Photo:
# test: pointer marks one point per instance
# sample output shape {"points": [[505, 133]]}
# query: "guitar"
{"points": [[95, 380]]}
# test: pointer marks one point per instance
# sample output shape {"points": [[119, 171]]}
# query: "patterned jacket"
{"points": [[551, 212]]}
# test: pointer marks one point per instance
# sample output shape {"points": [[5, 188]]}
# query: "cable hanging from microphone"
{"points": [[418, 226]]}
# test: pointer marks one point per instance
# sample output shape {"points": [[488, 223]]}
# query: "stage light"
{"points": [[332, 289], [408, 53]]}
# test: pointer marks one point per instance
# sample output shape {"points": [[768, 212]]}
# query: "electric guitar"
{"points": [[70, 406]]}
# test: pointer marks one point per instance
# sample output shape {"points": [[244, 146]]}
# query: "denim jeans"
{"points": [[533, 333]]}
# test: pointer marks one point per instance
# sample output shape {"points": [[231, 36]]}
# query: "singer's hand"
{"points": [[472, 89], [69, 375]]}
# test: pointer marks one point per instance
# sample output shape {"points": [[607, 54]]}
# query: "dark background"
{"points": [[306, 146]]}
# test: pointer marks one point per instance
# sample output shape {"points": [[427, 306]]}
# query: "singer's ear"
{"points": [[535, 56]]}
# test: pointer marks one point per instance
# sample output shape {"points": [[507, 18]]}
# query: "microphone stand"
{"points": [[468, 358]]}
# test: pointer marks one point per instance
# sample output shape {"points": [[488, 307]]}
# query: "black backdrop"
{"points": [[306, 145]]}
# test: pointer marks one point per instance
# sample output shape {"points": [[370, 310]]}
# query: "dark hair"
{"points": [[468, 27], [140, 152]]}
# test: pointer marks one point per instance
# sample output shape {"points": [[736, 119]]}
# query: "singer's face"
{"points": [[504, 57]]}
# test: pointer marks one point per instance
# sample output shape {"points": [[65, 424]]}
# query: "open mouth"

Exercise goal: Each record must be returned exactly as it is written.

Answer:
Photo:
# test: pointer marks one point per instance
# sample output shape {"points": [[505, 133]]}
# query: "guitar"
{"points": [[95, 380]]}
# test: pointer marks one point per instance
# sample output shape {"points": [[119, 171]]}
# query: "patterned jacket"
{"points": [[551, 212]]}
# test: pointer marks one point per instance
# sample output shape {"points": [[5, 188]]}
# query: "cable hanging from microphone"
{"points": [[418, 226]]}
# test: pointer marks one point per instance
# sample output shape {"points": [[488, 223]]}
# query: "stage light"
{"points": [[332, 289], [408, 53]]}
# test: pointer marks one point per instance
# sample output shape {"points": [[768, 212]]}
# query: "electric guitar"
{"points": [[70, 406]]}
# test: pointer marks one point per instance
# sample output shape {"points": [[244, 146]]}
# query: "denim jeans"
{"points": [[533, 333]]}
# test: pointer marks one point per instance
# sample output shape {"points": [[231, 36]]}
# query: "singer's hand"
{"points": [[472, 89], [69, 375]]}
# test: pointer marks one point per instance
# sample output shape {"points": [[607, 54]]}
# query: "dark background"
{"points": [[306, 146]]}
# test: pointer marks one point per instance
# sample output shape {"points": [[427, 306]]}
# query: "singer's ear"
{"points": [[535, 56]]}
# test: pointer marks one point per instance
# sample output shape {"points": [[507, 18]]}
# query: "microphone stand"
{"points": [[468, 358]]}
# test: pointer marks one point per instance
# sample output shape {"points": [[488, 307]]}
# query: "black backdrop"
{"points": [[306, 145]]}
# test: pointer marks one point per instance
# sample output shape {"points": [[370, 310]]}
# query: "dark hair"
{"points": [[468, 27], [140, 152]]}
# test: pointer marks one point per instance
# sample output shape {"points": [[736, 119]]}
# query: "singer's face"
{"points": [[504, 57]]}
# test: pointer marks one point per instance
# sample output shape {"points": [[65, 424]]}
# query: "open mouth"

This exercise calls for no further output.